## SOURCE DOCUMENT
Such ways of living and believing are
commonly if contentiously labeled “religions” as a legacy of past practice, and
pragmatically because we need a language to represent an innate impulse far
beyond Hitchens’ simple dialectics. People
want a system to make sense of their lives. This is not a need Hitchens takes
seriously, all the more embarrassing because this need is fulfilled by the atheism
he so champions. Is atheism a religion? On certain interpretations, Hinayana
Buddhism does not recognize a soul or a spiritual realm; it has no otherworldliness,
so to speak, but it is still somehow a “religion.” Neither the rational nor the
empirical perspective indicates a preference for theism or atheism, and atheism
proceeds from the physical to the metaphysical. That a belief in God imposes an
admission that our understanding can go no further is an interesting point, but
no different than the tautology that is empiricism. We can use our minds to
explain the way the world works because the way the world works created minds
that are capable of understanding the way the world works. No matter how far
you go, the end is always the beginning: If not God, then some other force or
process takes His place. No philosopher
has yet dug us out of this apparent conundrum; suffice it to say Hitchens
cannot.

## AVAILABLE DATA
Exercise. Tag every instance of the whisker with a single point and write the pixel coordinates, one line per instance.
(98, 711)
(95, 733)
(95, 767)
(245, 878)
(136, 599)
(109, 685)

## ABOUT THIS EXERCISE
Please answer from the passage on Hitchens and religion: on certain interpretations, what does Hinayana Buddhism not recognize?

## RESPONSE TO THE TASK
A soul or a spiritual realm.